__PROBLEM REQUIREMENTS__
Reproduce, word for word, the full text on raising replacement bee colonies instead of buying packages.

__EXERCISE TEXT__

One of the recurrent themes at the Marathon County Beekeepers seminar in Wausau was the aim to get away from buying packages every spring. The downside of packages are three fold: a) The expense, now $100 plus per package, b) package queens are southern or California raised and are genetically programed to raise brood in December and c) They are also not acclimatized to our northern winters.
Two of the speakers were advocates of making your own replacement “packages”. The downside is that you need to plan a year ahead and need more equipment. Basically they recommend you double the size of your apiary. Half of the hives will be devoted to honey production and the other half to starting new hives to replace your upcoming winter losses.
Although the details of the two speaker’s talks were slightly different what they were advocating was essentially the same. First you need to select one of your strong hives that has overwintered. So in essence you are selecting for a northern winter survival trait. If you have more than one survivor hive you can consult your records (I hope you track your hive performance) and further refine your selection for high honey yield or demeanor or mite loads.

__EXTRACTED RECORDS__
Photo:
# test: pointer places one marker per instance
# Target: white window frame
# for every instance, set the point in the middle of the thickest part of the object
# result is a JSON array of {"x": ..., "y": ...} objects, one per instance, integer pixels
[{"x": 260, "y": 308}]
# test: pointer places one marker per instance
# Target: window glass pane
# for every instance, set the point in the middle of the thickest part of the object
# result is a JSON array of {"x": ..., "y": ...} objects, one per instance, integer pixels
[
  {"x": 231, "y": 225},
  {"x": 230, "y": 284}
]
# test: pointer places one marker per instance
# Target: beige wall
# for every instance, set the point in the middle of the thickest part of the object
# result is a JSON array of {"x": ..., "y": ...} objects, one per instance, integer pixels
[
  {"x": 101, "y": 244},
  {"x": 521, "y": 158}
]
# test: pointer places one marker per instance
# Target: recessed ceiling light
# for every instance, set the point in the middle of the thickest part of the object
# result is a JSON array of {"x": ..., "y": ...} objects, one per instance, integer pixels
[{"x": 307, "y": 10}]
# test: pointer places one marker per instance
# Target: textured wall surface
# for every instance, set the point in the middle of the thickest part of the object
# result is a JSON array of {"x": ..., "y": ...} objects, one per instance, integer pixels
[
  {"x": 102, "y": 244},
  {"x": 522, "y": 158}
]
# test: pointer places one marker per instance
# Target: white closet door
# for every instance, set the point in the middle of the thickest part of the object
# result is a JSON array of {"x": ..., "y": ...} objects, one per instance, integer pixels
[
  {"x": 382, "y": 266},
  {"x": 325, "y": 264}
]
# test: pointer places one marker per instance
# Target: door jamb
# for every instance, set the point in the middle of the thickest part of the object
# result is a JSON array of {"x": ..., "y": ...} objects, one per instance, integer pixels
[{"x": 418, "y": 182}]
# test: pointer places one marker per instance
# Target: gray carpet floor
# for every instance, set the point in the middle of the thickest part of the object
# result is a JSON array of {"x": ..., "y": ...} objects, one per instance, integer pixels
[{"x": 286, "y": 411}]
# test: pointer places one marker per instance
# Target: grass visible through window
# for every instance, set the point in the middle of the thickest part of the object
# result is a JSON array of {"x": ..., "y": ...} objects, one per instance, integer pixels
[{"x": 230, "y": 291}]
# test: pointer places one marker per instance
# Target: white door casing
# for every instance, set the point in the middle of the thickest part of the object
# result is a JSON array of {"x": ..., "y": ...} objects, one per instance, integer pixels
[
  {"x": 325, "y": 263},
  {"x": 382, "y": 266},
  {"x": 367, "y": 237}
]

__RESULT OF THE TASK__
One of the recurrent themes at the Marathon County Beekeepers seminar in Wausau was the aim to get away from buying packages every spring. The downside of packages are three fold: a) The expense, now $100 plus per package, b) package queens are southern or California raised and are genetically programed to raise brood in December and c) They are also not acclimatized to our northern winters.
Two of the speakers were advocates of making your own replacement “packages”. The downside is that you need to plan a year ahead and need more equipment. Basically they recommend you double the size of your apiary. Half of the hives will be devoted to honey production and the other half to starting new hives to replace your upcoming winter losses.
Although the details of the two speaker’s talks were slightly different what they were advocating was essentially the same. First you need to select one of your strong hives that has overwintered. So in essence you are selecting for a northern winter survival trait. If you have more than one survivor hive you can consult your records (I hope you track your hive performance) and further refine your selection for high honey yield or demeanor or mite loads.